_Directions:_ Transcribe the stretch of the column below from "That trick isn’t" through "one of those.", word for word.

_Given text:_
+ + + + +

If I only had a pulse
By DAVID GREEN
The plan sounded really good to me. When Mailman Mark or Mailwoman Nellie walked into the office in the morning, I would be laid out on the Observer’s front counter with a drinking straw attached to my neck.
The straw would twitch with every beat of my heart.
Somewhere I ran across a link to a website called Surfing Science. Within a section called Science Tricks were the directions for making a Straw Heart Monitor.
Very simple. Get a drinking straw and a wad of poster-hanging putty. Poke the straw into the putty, lie on your back and find your pulse in your neck. Set the putty on this spot so the tip of the straw is just above your eye.
“Now watch what happens...it’s a little freaky.”
I certainly wanted to look a little freaky when Mark came in. It would be odd enough to find me spread across the counter, but add to that a twitching straw at my neck...freaky. Just what Mark deserves in the morning as he starts his route through town.
There was only one problem when I tried this out at home. I found a straw and some putty, but couldn’t find any pulse in my neck.
The website says “This cheap little gizmo will open your eyes to the amazing muscle that keeps you alive and kicking.” I felt plenty alive, but I had no kick.
That trick isn’t the only thing that the Science Surfer has to offer. Mark would be equally impressed if I put on an inside-out latex bathing cap in this magical way:
Fill it with water and have someone hold it above your head with both hands. Let it drop (accelerating to 9.8 meters a second).
“Thanks to its incredible surface tension and low viscosity, the water flows around the side of my head and turns the cap inside out.”
Surfing Scientist says there’s a stack of science involved here, most of which still can’t be explained by physicists.
Or maybe I should go with the Freaky Ice Hand. Instructions are provided for creating a hand of ice using a kitchen glove. I would love to have Mark shake hands with one of those.

+ + + + +

Data entries
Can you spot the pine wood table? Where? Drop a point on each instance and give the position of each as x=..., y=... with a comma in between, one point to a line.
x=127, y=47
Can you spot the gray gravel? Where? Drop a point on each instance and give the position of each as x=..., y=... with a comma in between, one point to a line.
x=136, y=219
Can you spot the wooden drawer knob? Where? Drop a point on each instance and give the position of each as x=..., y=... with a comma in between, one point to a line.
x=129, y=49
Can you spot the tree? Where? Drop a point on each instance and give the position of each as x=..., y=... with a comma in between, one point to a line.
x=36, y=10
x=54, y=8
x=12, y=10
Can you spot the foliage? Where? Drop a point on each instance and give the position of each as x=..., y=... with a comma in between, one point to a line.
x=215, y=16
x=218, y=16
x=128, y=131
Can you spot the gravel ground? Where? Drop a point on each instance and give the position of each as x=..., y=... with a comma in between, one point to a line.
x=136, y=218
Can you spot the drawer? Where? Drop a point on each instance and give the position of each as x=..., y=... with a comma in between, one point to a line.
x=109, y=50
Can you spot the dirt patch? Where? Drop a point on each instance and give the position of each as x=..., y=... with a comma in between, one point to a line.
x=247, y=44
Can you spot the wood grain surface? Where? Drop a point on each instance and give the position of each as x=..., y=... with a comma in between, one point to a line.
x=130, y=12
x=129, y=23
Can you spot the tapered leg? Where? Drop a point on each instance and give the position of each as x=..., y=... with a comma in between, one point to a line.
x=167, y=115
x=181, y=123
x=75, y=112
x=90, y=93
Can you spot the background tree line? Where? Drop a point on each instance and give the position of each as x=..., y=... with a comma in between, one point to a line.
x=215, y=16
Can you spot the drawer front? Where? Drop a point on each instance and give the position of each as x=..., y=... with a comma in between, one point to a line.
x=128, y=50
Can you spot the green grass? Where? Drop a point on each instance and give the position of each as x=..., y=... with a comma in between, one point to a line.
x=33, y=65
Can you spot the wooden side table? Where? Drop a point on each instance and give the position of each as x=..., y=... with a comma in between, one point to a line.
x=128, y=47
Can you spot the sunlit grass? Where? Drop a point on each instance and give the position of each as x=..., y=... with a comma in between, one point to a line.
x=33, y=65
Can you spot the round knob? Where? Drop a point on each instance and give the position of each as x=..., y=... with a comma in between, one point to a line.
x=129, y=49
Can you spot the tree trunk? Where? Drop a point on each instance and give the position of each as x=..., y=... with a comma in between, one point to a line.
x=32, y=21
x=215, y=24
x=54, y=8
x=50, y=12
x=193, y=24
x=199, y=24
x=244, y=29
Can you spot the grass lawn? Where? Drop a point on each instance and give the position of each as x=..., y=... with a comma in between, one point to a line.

+ + + + +

_Solution to the exercise:_
That trick isn’t the only thing that the Science Surfer has to offer. Mark would be equally impressed if I put on an inside-out latex bathing cap in this magical way:
Fill it with water and have someone hold it above your head with both hands. Let it drop (accelerating to 9.8 meters a second).
“Thanks to its incredible surface tension and low viscosity, the water flows around the side of my head and turns the cap inside out.”
Surfing Scientist says there’s a stack of science involved here, most of which still can’t be explained by physicists.
Or maybe I should go with the Freaky Ice Hand. Instructions are provided for creating a hand of ice using a kitchen glove. I would love to have Mark shake hands with one of those.